— ARBEITSAUFTRAG —
Unter welchen Bezeichnungen erscheint das wütende Heer laut dem Auszug im Berneroberland, in Graubünden und im Wallis?

Das wütende Heer ist dasselbe wie die wilde Jagd, nur ist es eben keine Jagd, d.h. keine Verfolgung irgend eines Wildes. Die verschiedenen Namen Wuotes Heer, Muotes, Wuotunges Heer, Guenis Heer gehen auf die Form Wuotanes Heer zurück, während wieder in anderen Gegenden die unheimliche Erscheinung unter den Bezeichnungen: »das Nachtvolk«, »Nachtgejäge« oder »die wilde Fahre« benannt ist. Als ein Zug von Geistern in menschlicher Gestalt, manchmal in einer grossen schwarzen Kutsche sitzend, braust das wütende[1089] Heer daher unter bezauberndem Gesang und wunderbar schöner Musikbegleitung. Wehe dem, der dem Warnungsruf des vorausschreitenden Mannes nicht gehorcht und sich nicht platt auf die Erde wirft. Entweder muss er mit rasen oder wird geblendet oder seines Hauptes beraubt. Im Berneroberland, Graubünden und Wallis erscheint das wütende Heer als Nachtvolk, Totenvolk oder Totenschar, welches mit dem Tode an der Spitze die Leichname derer herumträgt, die bald sterben müssen und so das Eintreten eines Todesfalles verkünden. Klopft das Nachtvolk an eine Thüre, so muss mitziehen oder sterben, wer ihm antwortet.

— ENTNOMMENES MATERIAL —
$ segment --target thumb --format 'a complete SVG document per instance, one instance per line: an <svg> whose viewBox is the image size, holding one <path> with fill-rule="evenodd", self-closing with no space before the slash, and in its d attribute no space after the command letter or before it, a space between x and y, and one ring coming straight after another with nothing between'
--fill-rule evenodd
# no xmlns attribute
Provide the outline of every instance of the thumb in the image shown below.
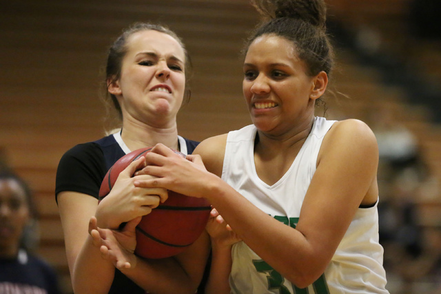
<svg viewBox="0 0 441 294"><path fill-rule="evenodd" d="M145 167L145 157L141 156L136 160L133 160L130 164L125 168L121 174L125 176L127 178L132 178L137 170L142 169Z"/></svg>
<svg viewBox="0 0 441 294"><path fill-rule="evenodd" d="M139 224L142 218L142 216L139 216L127 222L127 224L125 224L125 227L124 227L124 231L134 231L135 228L136 227L138 224Z"/></svg>

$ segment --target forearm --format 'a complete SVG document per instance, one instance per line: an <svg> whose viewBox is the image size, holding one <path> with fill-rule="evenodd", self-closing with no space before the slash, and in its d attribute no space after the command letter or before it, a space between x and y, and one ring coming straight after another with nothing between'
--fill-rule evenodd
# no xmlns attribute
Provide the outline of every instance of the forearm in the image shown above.
<svg viewBox="0 0 441 294"><path fill-rule="evenodd" d="M320 276L320 266L325 263L313 254L314 249L305 235L262 211L227 185L220 186L210 193L210 202L256 254L294 283L302 282L305 273L308 277Z"/></svg>
<svg viewBox="0 0 441 294"><path fill-rule="evenodd" d="M99 248L88 237L75 260L72 287L76 294L107 293L112 286L115 267L101 258Z"/></svg>
<svg viewBox="0 0 441 294"><path fill-rule="evenodd" d="M232 246L220 247L213 244L209 276L205 286L207 294L229 293L232 264Z"/></svg>
<svg viewBox="0 0 441 294"><path fill-rule="evenodd" d="M192 282L189 277L174 258L136 258L134 268L120 270L146 291L161 294L193 294L196 292L198 285Z"/></svg>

— LÖSUNG —
Als Nachtvolk, Totenvolk oder Totenschar.